> **Directions for this task**:
For this exercise, restate the data below with no change at all.

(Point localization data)
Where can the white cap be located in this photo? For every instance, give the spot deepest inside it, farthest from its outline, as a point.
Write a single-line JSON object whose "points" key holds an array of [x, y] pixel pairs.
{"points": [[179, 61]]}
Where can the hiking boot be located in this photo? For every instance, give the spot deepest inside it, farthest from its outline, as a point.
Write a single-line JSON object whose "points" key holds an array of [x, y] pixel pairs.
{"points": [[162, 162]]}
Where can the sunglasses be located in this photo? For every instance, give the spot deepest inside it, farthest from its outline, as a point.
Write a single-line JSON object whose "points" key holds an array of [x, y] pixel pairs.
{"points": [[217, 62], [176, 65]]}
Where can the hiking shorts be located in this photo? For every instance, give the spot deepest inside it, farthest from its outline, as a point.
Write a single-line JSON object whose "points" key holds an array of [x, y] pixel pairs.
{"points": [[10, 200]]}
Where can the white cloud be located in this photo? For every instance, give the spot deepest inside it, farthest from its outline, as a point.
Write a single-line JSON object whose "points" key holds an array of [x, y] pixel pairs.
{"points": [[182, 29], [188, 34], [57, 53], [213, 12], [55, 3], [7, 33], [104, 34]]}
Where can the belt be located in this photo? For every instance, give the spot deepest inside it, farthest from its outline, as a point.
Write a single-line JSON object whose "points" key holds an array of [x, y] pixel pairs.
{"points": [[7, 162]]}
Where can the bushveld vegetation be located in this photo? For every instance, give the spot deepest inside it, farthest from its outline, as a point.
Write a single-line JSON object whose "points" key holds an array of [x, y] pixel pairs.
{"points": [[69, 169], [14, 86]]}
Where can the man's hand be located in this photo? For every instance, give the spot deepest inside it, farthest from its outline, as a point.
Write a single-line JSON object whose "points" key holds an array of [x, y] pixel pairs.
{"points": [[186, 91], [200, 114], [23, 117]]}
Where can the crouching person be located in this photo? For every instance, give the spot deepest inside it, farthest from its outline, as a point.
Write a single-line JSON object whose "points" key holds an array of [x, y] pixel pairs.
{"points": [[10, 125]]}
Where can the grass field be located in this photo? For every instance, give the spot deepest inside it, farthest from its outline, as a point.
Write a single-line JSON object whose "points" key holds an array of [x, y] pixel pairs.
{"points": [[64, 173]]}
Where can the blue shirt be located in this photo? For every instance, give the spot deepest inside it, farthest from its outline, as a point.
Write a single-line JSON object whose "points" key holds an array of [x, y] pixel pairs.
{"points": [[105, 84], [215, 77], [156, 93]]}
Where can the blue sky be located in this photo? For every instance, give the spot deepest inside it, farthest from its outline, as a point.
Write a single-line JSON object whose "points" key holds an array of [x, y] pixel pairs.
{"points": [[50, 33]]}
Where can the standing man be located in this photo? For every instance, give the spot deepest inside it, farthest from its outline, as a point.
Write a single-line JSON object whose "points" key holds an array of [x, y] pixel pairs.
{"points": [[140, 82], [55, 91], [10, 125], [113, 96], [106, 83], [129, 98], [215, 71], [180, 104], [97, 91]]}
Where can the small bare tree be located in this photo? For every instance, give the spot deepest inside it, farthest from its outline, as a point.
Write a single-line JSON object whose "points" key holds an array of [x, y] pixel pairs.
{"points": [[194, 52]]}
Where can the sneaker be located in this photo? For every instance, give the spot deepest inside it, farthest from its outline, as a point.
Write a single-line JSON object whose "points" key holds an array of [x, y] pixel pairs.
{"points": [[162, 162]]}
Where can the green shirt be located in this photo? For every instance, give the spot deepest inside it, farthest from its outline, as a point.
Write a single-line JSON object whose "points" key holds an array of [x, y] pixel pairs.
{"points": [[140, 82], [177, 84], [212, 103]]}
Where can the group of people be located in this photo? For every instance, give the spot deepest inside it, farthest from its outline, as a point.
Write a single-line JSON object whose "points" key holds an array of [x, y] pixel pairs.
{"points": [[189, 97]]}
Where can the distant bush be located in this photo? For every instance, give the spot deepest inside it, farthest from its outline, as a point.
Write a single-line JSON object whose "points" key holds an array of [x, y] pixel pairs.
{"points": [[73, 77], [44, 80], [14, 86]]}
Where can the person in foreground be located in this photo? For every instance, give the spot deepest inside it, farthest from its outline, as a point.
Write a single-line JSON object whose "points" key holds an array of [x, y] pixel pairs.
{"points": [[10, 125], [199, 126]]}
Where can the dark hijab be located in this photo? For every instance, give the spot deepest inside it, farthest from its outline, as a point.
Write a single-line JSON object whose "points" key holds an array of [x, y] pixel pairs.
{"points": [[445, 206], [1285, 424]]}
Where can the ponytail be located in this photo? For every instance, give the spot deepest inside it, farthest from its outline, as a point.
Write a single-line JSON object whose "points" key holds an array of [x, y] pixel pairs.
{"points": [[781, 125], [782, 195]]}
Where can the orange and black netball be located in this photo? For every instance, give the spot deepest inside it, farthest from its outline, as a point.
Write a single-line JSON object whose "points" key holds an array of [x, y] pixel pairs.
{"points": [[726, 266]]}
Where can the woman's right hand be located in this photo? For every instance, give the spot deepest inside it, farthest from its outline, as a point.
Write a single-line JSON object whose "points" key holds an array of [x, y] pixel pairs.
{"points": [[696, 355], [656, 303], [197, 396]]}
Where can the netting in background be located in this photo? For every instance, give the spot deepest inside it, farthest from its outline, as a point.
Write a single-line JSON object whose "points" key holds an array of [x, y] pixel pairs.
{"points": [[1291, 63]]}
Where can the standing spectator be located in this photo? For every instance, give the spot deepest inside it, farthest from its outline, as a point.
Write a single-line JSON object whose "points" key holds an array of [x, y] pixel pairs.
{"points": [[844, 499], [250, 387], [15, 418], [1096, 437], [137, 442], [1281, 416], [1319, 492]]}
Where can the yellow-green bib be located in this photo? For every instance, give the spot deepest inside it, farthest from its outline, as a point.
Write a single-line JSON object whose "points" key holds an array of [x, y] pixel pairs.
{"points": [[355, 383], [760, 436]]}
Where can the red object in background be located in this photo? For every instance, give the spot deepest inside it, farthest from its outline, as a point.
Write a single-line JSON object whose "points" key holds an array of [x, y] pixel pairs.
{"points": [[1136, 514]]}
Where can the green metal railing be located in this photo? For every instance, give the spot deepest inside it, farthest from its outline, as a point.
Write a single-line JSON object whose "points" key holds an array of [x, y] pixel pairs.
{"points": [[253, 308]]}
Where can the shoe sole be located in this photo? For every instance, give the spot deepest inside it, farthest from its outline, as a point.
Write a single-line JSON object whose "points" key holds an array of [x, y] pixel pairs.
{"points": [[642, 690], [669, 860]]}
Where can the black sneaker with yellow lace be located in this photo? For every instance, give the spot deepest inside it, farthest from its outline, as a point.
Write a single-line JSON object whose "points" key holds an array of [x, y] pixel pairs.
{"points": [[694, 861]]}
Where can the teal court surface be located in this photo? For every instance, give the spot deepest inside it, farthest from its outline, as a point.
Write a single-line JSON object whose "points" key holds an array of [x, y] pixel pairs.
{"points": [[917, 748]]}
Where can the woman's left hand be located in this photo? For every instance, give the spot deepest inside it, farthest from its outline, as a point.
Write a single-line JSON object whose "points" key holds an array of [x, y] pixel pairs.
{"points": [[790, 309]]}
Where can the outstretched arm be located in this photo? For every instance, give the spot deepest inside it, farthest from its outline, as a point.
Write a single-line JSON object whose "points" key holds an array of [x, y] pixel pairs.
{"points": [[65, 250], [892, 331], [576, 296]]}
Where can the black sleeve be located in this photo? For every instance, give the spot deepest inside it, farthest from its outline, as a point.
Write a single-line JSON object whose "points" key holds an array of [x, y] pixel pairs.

> **Exercise output**:
Where can the white cap be located in this photo? For every instance, give the spot deepest inside it, farthest from its outline, as a point.
Write a single-line JSON object whose "points" key holds an array of [x, y] pixel pairs.
{"points": [[179, 61]]}
Where can the hiking boot be located in this photo? For every instance, give the spot deepest inside it, farthest from its outline, as a point.
Write a single-line JSON object whose "points" key holds an array of [x, y] pixel pairs.
{"points": [[162, 162]]}
Where can the sunglasses be located in this photo? For every instance, give the spot deepest inside it, farthest from its outline, as a point.
Write a single-line JSON object whose "points" key holds an array of [x, y] pixel pairs.
{"points": [[217, 62], [176, 65]]}
Where can the hiking shorts be located in this photo? For every instance, give the spot deepest inside it, farthest from its outline, as a point.
Write a single-line JSON object whose "points" key holds an array of [x, y] pixel pairs.
{"points": [[10, 200]]}
Where can the white cloud be located in this photo? For every instance, give the spot deepest inside it, farthest from its outline, as a point.
Write a single-line JSON object whose "points" key holds an array of [x, y] pixel pairs.
{"points": [[182, 29], [188, 34], [57, 53], [213, 12], [55, 3], [7, 33], [104, 34]]}
Where can the belt be located in this photo? For every instance, give the spot deepest inside it, farthest from its outline, as a point.
Write a single-line JSON object whose "points" key holds an array of [x, y] pixel pairs.
{"points": [[7, 162]]}
Where can the bushveld vegetation be located in this photo? For every instance, give the spot deepest inside it, farthest from its outline, as a point.
Write a single-line JSON object whose "points" key holds an array of [x, y] pixel pairs.
{"points": [[69, 169], [14, 86]]}
Where can the man's hand be located in this photo? For every instance, give the spot deepest inside it, farthest from its outline, as a point.
Write a single-line JSON object whose "points" key holds an array of [x, y] pixel pairs.
{"points": [[186, 91], [200, 114], [23, 117]]}
Where can the crouching person be located in this photo? For every instance, give the spot deepest inside it, farthest from its outline, as a point.
Write a single-line JSON object whose "points" key holds an array of [x, y] pixel pairs.
{"points": [[10, 125]]}
Where can the grass field be located in this photo? For every instance, give the spot deepest inside it, farthest from its outline, as a point.
Write a single-line JSON object whose "points" key holds an array of [x, y] pixel pairs.
{"points": [[64, 173]]}
Where can the blue shirt be located in this photo? For every instance, give the spot deepest inside it, farthest from its outline, as a point.
Write a single-line JSON object whose "points" key holds an array of [x, y] pixel pairs.
{"points": [[105, 84], [215, 77], [156, 93]]}
Where can the blue sky be located in this photo? For every instance, give the spot deepest inside it, farthest from its outline, as a point.
Write a single-line JSON object whose "points" key holds an array of [x, y] pixel pairs.
{"points": [[50, 33]]}
Where can the standing man be located in this photo? For every instance, give the spot deepest inside it, farthest from its outline, as a point.
Write a single-line JSON object whose "points" key holds an array of [x, y] pixel pairs.
{"points": [[140, 82], [55, 91], [10, 125], [113, 96], [106, 83], [129, 98], [215, 71], [180, 104], [97, 91]]}
Where can the small bare tree be located in this photo? For every instance, give the spot deepest inside it, farthest from its outline, as a point.
Write a single-line JSON object whose "points" key holds an array of [x, y] pixel pairs.
{"points": [[194, 52]]}
Where can the sneaker be located in this photo? For every instance, give the spot deepest inside it, farthest from its outline, as a point.
Write a single-line JSON object whose "points" key holds an array of [x, y] pixel pairs.
{"points": [[162, 162]]}
Where can the green shirt be located in this photo? For every instance, give the spot deepest inside it, farthest from its outline, as a point.
Write a single-line JSON object whose "points" key holds an array of [x, y] pixel pairs.
{"points": [[140, 82], [177, 84], [212, 103]]}
Where can the group of people be located in this photo? For every instance, give the spot deepest inside it, farthest from its outline, as a point.
Write a single-line JSON object whose "points" key holds an array of [x, y] pixel pairs.
{"points": [[189, 97]]}
Where can the distant bush be located in this photo? For every instance, give the spot deepest inside it, farthest from its outline, as a point.
Write a single-line JSON object whose "points" key holds an array of [x, y] pixel pairs.
{"points": [[73, 77], [44, 80], [14, 86]]}
Where can the person in foreground be located in this photo? For every instance, give the spot deepest inside it, farthest from its outline, as a point.
Write a single-line JSON object whose "points" key holds an array of [x, y] pixel pairs.
{"points": [[10, 125], [199, 126]]}
Where can the dark hijab be located in this photo? For every instance, give the spot deepest inside it, farthest from its outline, as a point.
Write a single-line JSON object whose "points" key holds an array of [x, y] pixel pairs.
{"points": [[445, 206], [1285, 424]]}
Where can the ponytail be located in this photo? For every instance, give the spot deepest inside it, farthest from its outline, as a point.
Write a single-line JSON object whose "points" key holds an array of [x, y] pixel pairs.
{"points": [[781, 125], [782, 195]]}
Where can the orange and black netball be located in this photo? For every instance, give the spot deepest inside it, farthest from its outline, as a point.
Write a single-line JSON object whose "points" key holds an array of [x, y] pixel pairs.
{"points": [[726, 266]]}
Where can the woman's right hand be located in this photo? For every instance, give the spot deepest inside it, farthest from its outline, as a point.
Write a single-line JSON object whose "points" key holds an array of [x, y] pixel pairs.
{"points": [[696, 355], [656, 303], [197, 396]]}
Where can the netting in background be located in this photo? For every instance, give the spot deepest inside it, farthest from its outline, as a point.
Write a single-line JSON object whose "points" key holds an array of [x, y] pixel pairs.
{"points": [[1291, 63]]}
Where can the standing spectator be located in this photo? For every instance, give the spot deepest inside it, farthest from its outline, as a point.
Write a single-line JSON object whose "points" key holds an array of [x, y] pixel pairs.
{"points": [[844, 499], [250, 387], [15, 418], [1096, 437], [137, 442], [1281, 416], [1319, 492]]}
Where can the yellow-green bib be located in this photo? For every instance, give the spot deepest inside it, farthest from its outline, as a point.
Write a single-line JSON object whose "points" key holds an array of [x, y] pixel pairs.
{"points": [[355, 383], [760, 436]]}
Where can the red object in background be located in this photo? For every instance, give the spot deepest inside it, farthest from its outline, as a point.
Write a single-line JSON object whose "points" key holds an array of [x, y] pixel pairs.
{"points": [[1136, 514]]}
Where can the green metal railing be located in this photo? For every instance, give the spot deepest inside it, farthest from its outline, as a point.
Write a single-line JSON object whose "points" key holds an array of [x, y] pixel pairs.
{"points": [[253, 308]]}
Where can the shoe sole be located in this photo? For every instance, give the spot deepest inside it, farthest from its outline, as a point.
Write a single-line JSON object whose "points" key holds an array of [x, y] pixel pairs.
{"points": [[642, 690], [669, 860]]}
Where can the black sneaker with yellow lace be located in this photo? For every instance, give the spot deepest inside it, farthest from its outline, as a point.
Write a single-line JSON object whose "points" key holds an array of [x, y] pixel pairs.
{"points": [[694, 861]]}
Where can the teal court surface be located in this photo? For every instance, give the spot deepest inside it, farthest from its outline, as a point.
Write a single-line JSON object whose "points" key holds an array of [x, y] pixel pairs.
{"points": [[917, 748]]}
Where can the woman's left hand be located in this photo? For every instance, give the spot deepest inside it, farthest from its outline, as a point.
Write a single-line JSON object whose "points" key holds an array of [x, y] pixel pairs.
{"points": [[790, 309]]}
Where can the outstretched arm be located in this photo? For every instance, give the spot deepest inside it, farthest from its outline, as a point.
Write a single-line JSON object whose "points" key holds an array of [x, y] pixel pairs.
{"points": [[65, 250], [892, 331], [576, 296]]}
Where can the black sleeve be located in this photo? For every instance, give the spot deepest inside it, farthest from its outline, as a point.
Write a single-line JSON object whose "points" key holds an array of [x, y] pixel pairs.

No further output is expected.